If Only Wishing Made It So

It is difficult to get a man to understand something when his salary depends upon his not understanding it.

                                                            Upton Sinclair

After Weak Jobs Report, Trump Says He’s Firing Agency’s Commissioner

                                                             The New York Times

Denial, as we know all too well, is not just a river. The origin of that observation is unknown, but it’s become popular to say and, unfortunately, all too popular to practice.

In fact, we are living through a period of denial with an administration that seems to believe that if information is withheld, or not gathered at all, a different, more commodious reality will be created. Maybe that’s what Kellyanne Conway had in mind, while serving as the 45th President’s adviser, when she said that his press secretary was presenting “alternative facts.”

Many of us, however, like to believe that objective reality exists. We could get philosophical, along with Pirandello (“Right You Are, If You Think You Are”), or with quantum physics which posits that more than one objective reality exists. But let’s not go there. Let’s live in a world of, scientific facts based on observable, provable evidence.

That’s not what’s going on at the moment here in our country. Measles, for example, cannot be cured by taking cod liver oil, despite what Robert F. Kennedy Jr. may say. Mexico was never going to pay for the “beautiful” border wall that Donald Trump paid for with diverted defense funds for educating children of military members.

___

EXERCISE INSTRUCTIONS:
a – In the essay on denial, who said that the press secretary was presenting "alternative facts"?
b – From the essay on denial, copy the text between "If Only Wishing" and "popular to practice.", inclusive.
c – According to the essay on denial, why are we living through a period of denial? Answer in one to three sentences.

RECORD EXCERPTS:
___

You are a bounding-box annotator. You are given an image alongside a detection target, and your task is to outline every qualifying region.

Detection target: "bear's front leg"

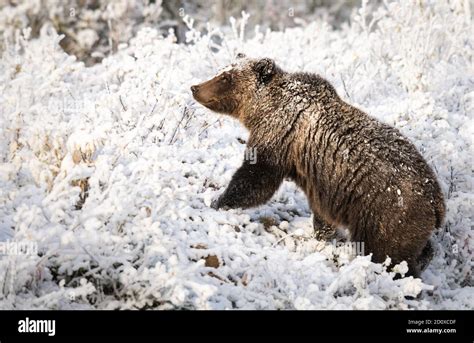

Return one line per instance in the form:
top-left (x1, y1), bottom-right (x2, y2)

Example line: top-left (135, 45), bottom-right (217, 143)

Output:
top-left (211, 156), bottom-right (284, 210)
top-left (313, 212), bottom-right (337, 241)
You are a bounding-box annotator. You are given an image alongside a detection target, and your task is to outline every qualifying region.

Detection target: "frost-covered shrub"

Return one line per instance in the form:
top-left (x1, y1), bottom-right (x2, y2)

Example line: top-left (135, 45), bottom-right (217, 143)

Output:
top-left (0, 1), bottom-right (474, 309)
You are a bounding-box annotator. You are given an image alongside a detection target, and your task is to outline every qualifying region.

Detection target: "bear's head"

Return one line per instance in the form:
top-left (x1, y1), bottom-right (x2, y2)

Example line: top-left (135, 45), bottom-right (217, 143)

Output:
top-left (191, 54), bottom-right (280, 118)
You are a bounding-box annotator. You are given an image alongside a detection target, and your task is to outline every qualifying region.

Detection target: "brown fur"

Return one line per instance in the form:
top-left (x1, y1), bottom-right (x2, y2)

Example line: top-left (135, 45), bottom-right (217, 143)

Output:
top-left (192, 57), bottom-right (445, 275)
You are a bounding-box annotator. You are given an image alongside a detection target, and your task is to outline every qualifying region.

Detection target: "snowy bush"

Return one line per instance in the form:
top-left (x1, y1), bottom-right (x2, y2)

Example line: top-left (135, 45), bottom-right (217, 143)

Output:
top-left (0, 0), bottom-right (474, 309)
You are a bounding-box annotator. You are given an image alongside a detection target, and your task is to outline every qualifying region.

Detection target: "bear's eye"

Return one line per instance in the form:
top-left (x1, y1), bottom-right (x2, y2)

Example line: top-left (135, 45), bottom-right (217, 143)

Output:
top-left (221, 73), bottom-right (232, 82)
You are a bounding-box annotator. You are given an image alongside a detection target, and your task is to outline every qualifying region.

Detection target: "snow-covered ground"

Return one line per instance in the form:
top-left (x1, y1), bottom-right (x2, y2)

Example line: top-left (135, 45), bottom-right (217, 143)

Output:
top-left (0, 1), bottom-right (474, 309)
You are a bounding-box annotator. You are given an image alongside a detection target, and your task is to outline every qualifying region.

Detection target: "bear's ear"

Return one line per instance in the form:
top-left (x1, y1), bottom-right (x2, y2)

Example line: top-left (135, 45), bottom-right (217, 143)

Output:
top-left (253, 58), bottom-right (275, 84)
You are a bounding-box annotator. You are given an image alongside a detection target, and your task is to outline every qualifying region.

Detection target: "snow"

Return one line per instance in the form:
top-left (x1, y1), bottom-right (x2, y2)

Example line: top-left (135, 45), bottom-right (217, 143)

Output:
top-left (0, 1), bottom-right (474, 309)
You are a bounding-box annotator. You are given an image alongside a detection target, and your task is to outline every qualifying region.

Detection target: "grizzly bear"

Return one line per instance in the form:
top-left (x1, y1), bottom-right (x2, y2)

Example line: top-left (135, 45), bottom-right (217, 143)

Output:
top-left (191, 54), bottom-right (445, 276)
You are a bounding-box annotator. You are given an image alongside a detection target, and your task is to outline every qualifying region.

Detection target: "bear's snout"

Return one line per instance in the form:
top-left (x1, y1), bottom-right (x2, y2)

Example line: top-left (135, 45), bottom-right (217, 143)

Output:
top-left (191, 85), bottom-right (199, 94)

___

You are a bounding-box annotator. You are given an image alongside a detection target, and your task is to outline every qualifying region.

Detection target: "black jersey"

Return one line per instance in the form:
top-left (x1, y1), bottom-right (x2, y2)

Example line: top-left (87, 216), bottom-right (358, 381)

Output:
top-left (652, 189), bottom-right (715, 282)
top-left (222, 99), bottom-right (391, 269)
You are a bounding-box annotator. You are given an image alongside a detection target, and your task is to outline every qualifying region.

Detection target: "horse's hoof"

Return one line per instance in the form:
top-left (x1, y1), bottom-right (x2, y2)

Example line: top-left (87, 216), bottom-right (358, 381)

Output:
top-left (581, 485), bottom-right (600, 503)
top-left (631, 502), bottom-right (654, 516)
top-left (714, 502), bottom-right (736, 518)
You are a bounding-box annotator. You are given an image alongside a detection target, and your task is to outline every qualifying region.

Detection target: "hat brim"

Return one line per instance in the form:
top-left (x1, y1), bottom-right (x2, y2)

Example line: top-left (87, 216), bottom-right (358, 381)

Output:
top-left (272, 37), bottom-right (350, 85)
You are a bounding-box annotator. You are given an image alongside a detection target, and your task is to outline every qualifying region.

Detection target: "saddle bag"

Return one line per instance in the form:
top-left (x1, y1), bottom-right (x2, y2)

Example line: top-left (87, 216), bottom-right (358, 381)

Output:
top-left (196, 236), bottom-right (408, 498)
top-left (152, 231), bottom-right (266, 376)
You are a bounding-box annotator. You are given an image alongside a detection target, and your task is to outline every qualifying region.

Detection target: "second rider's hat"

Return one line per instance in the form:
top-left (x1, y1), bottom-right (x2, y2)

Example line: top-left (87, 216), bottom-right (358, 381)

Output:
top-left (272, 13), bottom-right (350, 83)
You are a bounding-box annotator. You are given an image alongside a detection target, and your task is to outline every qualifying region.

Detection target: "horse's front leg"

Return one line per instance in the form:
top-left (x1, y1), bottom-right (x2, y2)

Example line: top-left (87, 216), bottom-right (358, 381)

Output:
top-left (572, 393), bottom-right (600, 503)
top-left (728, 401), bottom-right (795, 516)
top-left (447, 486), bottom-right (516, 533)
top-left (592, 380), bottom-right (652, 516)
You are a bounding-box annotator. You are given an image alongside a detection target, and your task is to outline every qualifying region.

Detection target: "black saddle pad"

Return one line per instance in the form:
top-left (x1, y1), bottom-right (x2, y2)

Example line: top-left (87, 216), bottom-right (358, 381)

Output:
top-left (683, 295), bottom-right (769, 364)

___

SOLUTIONS TO EACH TASK:
a – Kellyanne Conway, while serving as the 45th President's adviser.

b –
If Only Wishing Made It So

It is difficult to get a man to understand something when his salary depends upon his not understanding it.

                                                            Upton Sinclair

After Weak Jobs Report, Trump Says He’s Firing Agency’s Commissioner

                                                             The New York Times

Denial, as we know all too well, is not just a river. The origin of that observation is unknown, but it’s become popular to say and, unfortunately, all too popular to practice.

c – The administration seems to believe that a different, more commodious reality will be created if information is withheld or not gathered at all.